TEXTE SOURCE |
France | France, Conseil d'État, 6ème et 1ère sous-sections réunies, 27 mai 2015, 372314


Vu la procédure suivante :

Par une requête sommaire, deux mémoires complémentaires et un mémoire en réplique, enregistrés les 20 septembre 2013, 1er août et 21 novembre 2014, et 13 février 2015, au secrétariat du contentieux du Conseil d'Etat, M. B...A...demande au Conseil d'Etat :

1°) d'annuler pour excès de pouvoir, d'une part, la délibération du 20 juin 2013 par laquelle le jury de l'examen de classement des candidats aux fonctions de magistrat du premier et du second grade l'a déclaré inapte à l'exercice des fonctions judiciaires, d'autre part, la décision

du 31 juillet 2013 par laquelle la garde des sceaux, ministre de la justice, ...

TRAVAIL DEMANDÉ |
[1] Répondez aux questions suivantes à l'aide du texte source :
(a) À quelle date le Conseil d'État a-t-il statué ?
(b) Quelles sous-sections réunies du Conseil d'État ont rendu cette décision ?
(c) Quelle autorité est l'auteur de la décision du 31 juillet 2013 ?
[2] Selon le texte source, qu'avait décidé la délibération du 20 juin 2013 dont M. B...A... demande l'annulation pour excès de pouvoir, et quel organe l'avait adoptée ? Répondez en une à trois phrases.
[3] Relevez toutes les dates mentionnées dans le texte source.
Les enregistrements constituent un matériau distinct du texte source.

Enregistrements de données
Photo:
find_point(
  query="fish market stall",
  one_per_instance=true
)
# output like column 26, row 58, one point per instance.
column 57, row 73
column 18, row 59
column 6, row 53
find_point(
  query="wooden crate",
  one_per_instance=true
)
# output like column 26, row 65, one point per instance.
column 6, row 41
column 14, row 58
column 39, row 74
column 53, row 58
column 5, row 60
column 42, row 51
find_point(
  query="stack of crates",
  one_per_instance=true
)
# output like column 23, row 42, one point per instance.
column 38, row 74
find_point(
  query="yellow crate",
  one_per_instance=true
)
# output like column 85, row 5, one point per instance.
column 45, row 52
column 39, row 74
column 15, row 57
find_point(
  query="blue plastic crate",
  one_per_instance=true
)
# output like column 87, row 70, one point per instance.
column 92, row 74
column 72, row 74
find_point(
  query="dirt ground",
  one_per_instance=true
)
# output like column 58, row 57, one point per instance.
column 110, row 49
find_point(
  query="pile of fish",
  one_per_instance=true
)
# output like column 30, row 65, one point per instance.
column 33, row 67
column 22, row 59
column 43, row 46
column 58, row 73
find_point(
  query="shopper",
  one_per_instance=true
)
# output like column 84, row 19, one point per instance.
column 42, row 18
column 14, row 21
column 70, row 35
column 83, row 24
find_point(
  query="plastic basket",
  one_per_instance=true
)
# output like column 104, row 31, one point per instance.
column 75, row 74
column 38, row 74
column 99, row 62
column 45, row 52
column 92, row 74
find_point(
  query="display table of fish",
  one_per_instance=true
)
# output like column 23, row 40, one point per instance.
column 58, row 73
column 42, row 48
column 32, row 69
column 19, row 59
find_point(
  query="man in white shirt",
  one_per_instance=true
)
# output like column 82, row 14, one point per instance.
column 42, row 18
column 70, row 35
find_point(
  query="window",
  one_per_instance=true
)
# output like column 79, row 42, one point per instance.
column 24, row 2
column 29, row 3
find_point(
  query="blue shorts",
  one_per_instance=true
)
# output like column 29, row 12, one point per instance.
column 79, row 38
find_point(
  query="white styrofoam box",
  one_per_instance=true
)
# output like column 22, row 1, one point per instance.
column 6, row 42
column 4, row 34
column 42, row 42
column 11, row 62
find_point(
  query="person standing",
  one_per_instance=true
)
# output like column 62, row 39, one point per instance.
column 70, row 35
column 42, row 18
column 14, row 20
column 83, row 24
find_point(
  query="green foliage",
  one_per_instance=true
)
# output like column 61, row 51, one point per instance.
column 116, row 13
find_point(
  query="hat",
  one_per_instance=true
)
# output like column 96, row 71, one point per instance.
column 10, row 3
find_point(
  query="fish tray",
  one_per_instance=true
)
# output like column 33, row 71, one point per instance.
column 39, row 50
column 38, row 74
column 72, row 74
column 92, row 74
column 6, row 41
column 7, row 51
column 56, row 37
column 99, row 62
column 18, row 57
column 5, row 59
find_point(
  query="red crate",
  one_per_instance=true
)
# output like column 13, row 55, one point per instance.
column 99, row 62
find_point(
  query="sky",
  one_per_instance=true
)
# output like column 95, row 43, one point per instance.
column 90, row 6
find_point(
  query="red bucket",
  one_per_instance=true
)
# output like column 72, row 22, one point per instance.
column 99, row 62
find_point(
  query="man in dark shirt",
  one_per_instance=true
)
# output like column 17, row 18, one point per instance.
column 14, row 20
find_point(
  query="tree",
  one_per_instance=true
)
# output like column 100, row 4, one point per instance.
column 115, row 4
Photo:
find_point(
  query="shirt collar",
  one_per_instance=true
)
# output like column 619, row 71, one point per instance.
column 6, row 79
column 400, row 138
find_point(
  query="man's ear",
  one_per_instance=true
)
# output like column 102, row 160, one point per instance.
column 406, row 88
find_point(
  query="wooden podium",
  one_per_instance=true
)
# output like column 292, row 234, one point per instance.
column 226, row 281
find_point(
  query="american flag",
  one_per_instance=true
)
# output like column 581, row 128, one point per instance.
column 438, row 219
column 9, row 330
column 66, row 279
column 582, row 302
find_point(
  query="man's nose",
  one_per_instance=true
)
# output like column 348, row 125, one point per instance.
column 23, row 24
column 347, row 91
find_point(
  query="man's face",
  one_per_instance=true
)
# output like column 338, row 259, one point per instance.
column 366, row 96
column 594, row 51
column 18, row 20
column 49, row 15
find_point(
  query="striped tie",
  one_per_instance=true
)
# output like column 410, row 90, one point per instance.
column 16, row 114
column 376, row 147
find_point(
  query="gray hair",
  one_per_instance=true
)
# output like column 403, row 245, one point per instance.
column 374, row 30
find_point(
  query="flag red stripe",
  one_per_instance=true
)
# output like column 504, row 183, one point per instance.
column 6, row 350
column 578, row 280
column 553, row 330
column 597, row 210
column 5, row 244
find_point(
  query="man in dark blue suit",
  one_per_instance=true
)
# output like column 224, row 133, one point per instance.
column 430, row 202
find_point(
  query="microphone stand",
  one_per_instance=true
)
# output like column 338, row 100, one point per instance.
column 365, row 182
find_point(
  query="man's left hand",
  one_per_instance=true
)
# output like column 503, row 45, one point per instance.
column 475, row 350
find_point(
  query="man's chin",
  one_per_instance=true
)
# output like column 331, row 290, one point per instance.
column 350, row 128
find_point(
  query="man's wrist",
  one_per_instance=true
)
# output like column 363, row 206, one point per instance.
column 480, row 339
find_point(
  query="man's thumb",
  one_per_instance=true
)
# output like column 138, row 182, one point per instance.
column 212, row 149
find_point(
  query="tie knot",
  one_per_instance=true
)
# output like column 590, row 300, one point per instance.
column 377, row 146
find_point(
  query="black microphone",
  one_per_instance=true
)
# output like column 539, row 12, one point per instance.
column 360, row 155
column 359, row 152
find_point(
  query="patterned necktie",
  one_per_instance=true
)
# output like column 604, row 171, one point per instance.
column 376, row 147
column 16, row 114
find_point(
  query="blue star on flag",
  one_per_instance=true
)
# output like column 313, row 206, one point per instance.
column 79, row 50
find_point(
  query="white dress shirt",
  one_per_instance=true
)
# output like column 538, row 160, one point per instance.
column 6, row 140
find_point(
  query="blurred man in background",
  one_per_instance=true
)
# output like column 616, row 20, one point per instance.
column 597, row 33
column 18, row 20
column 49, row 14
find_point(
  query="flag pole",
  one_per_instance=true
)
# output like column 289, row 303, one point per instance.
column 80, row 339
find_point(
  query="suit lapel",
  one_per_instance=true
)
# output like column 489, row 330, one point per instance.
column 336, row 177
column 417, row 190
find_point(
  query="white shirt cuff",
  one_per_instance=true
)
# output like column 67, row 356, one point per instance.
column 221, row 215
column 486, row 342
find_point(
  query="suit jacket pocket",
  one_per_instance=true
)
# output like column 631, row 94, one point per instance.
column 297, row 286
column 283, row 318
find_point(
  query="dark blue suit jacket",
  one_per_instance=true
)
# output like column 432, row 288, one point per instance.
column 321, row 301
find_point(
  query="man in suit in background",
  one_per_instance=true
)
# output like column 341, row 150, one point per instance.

RÉSULTATS PAR CONSIGNE |
[1]
(a) Le 27 mai 2015.
(b) Les 6ème et 1ère sous-sections réunies.
(c) La garde des sceaux, ministre de la justice.

[2] Cette délibération avait déclaré M. B...A... inapte à l'exercice des fonctions judiciaires. Elle avait été adoptée par le jury de l'examen de classement des candidats aux fonctions de magistrat du premier et du second grade.

[3] 27 mai 2015 ; 20 septembre 2013 ; 1er août 2014 ; 21 novembre 2014 ; 13 février 2015 ; 20 juin 2013 ; 31 juillet 2013.